This was meant as a plausible weakening of the folk intuition of category essentialism, wherein categories are defined by individually necessary and jointly sufficient criteria.

I also had some underwhelming speculation about replacing typicality with average values for graded and scalar-valued features (meant to capture the notion of "feature centrality"), and a little rant about fuzzy\graded category membership judgements being the result of individuals equivocating between similar but distinctly-motivated categories when they don't have domain expertise or introspective fluency to articulate the criteria distinguishing membership.

I've since mostly given up on the conception of prototypes as weakened-essence feature sets for categories. The experience that motivates people to talk about prototypes of object categories is just mental imagery of category members, which from the outside view is something like inferences about perceptual features of category members. Since these inferences aren't necessarily tied to memories of the situations from which the category's concept was learned, we usually think of prototypes as being unnamed and source-unsituated.

********

#### GIVEN PROBLEM:
Extend the passage on category prototypes and essentialism, picking up right after its final sentence.

********

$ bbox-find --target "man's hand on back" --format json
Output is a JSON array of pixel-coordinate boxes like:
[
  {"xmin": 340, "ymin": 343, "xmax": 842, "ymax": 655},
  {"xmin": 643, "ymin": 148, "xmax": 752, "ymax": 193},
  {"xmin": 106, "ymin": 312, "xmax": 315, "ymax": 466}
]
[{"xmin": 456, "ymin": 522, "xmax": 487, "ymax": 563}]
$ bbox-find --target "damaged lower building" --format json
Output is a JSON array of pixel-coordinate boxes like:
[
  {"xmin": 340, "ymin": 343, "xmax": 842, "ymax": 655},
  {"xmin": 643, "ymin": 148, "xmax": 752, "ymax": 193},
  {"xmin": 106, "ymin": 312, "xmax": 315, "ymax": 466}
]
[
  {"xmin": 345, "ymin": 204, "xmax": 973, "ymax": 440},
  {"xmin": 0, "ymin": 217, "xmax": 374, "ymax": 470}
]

********

#### ANSWER BELOW:
I've also since found a much more persuasive notion of feature centrality: the authors of "Feature Centrality and Conceptual Coherence" (Sloman et al., 1998) give an account of central features of a concept as being those features which are less mutable, in the senses that other object-features depend upon the central ones (within the subject's intuitive explanations of category feature co-occurrence), such that imagining mutations to central features (while maintaining explanatory coherence over the object features) may result in large downstream changes of dependent\peripheral features, with the possible effect of excluding the hypothetical object from category membership. Breathing is a central feature of the concept of birds, because we have difficulty imagining a bird which has never taken breath, except for example if it is stillborn, or if it's an ornament that looks like a bird, et cetera.

Fuzzy membership is still dumb though.